Seitentext ->
━━━━
Kaum gerät er in die Fänge seines Großvaters, wird der vierzehnjährige Frank zu Frankie, seine Mutter zu einem Schatten ihrer selbst und Moral zum bloßen Hindernis. Als der mysteriöse Alte nach achtzehn Jahren aus dem Gefängnis entlassen wird, ist er nämlich keinesfalls gebrechlich und zahm. Vielmehr überragt er sie, trotz schiefem Stand, alle und teilt schon bei erster Gelegenheit ordentlich aus. Die eingeschüchterte Tochter schickt er kurzerhand fort, um sich den Enkel genüsslich einzuverleiben, ihn unerbittlich zu zermahlen und völlig entstellt wieder auszuspucken. Zumindest dessen Namen: „Du bist Frank, ha! Frankie. Frankie Boy, ha! Little Frankie Boy“, versetzt er ihn mit immer mehr Beiwerk, bis vom eigentlichen Kern kaum mehr etwas übrig bleibt.
Gerade hat sich Michael Köhlmeier noch dem felligen Universalgelehrten „Matou“ als scheinbarem Vorbild von E.T.A. Hoffmanns Kater Murr zugewandt und große Schritte durch die Weltgeschichte gemacht, nun legt er mit „Frankie“ einen kurzweiligen Roman über einen Zeitraum von wenigen Wochen vor. Philosophisch wird es darin dennoch, immerhin geht es um die Beliebigkeit von Gewalt und darum, was Männlichkeitsbilder anrichten können. Aber im Kern geht es um einen Namen.
Letztlich kein Entkommen
Es ist gewiss nichts Neues, dass der Name als literarisches Machtinstrument dient. Nabokov legte die wohl eindrücklichste Passage vor, als er Humbert Humbert den Kosenamen seiner gerade zwölfjährigen Angebeteten mit der Zunge nachfühlen und – „Lo-li-ta“ – anstelle des Mädchens beherrschen ließ. Andererseits ist der Familienname gern auch Hindernis, etwa für das wohl berühmteste Liebespaar der Weltliteratur. „Was ist ein Name?“, versucht Shakespeares Julia zur bedeutungslosen Hülle zu machen, was doch schicksalhaft ist, um so dem Sog der Familienfehde zu entrinnen. Letztlich gibt es aber kein Entkommen, auch nicht in Köhlmeiers neuem Roman.
━━━━
Vorliegende Zeilen ->

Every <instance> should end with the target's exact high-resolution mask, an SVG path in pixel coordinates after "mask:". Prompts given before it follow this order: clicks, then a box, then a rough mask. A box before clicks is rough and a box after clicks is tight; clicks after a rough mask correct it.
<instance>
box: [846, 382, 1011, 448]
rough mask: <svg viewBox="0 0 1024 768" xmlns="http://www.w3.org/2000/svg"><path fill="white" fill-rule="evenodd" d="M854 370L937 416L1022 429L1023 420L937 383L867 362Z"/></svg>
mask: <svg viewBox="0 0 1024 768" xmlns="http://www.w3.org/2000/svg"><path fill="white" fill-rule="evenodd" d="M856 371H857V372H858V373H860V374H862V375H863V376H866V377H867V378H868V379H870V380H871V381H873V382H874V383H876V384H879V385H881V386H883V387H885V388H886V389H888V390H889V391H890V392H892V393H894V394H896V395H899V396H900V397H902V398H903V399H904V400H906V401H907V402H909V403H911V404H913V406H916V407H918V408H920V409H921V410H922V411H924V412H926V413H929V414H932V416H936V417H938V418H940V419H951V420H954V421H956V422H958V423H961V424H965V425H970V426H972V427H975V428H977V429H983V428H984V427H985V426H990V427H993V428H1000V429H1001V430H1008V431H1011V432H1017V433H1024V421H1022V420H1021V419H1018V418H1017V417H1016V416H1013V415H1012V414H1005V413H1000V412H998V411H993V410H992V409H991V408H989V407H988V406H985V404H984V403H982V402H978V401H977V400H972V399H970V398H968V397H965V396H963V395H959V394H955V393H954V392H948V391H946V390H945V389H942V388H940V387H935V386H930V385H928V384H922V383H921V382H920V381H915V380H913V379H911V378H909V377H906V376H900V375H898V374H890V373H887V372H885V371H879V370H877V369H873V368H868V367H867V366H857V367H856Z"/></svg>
━━━━
Deine Aufgabe -> Schreib den Text über Köhlmeiers Roman „Frankie“ im Anschluss an seinen letzten Satz weiter.

Ergebnis ->
Dabei fängt es abseits der Reibereien mit dem Großvater gar nicht so schlecht an. Gemeinsam mit seiner Mutter, die bloß in ihrer Rolle als „Mama“ existiert, lebt Frank Thaler in der Blechturmgasse im vierten Bezirk Wiens und damit mitten in einer Welt, der er vollends angepasst ist. Sonntags gehen die beiden im Prater spazieren, am Abend dirigiert er für sie die Titelmelodie des „Tatorts“, mittwochs übernimmt er das Kochen, und überhaupt ist immer alles harmonisch zwischen den beiden. „Bis Opa aufgetaucht ist, waren wir beide, Mama und ich, die ersten Menschen“, vergleicht der vierzehnjährige Icherzähler das Leben Hochparterre mit dem Garten Eden.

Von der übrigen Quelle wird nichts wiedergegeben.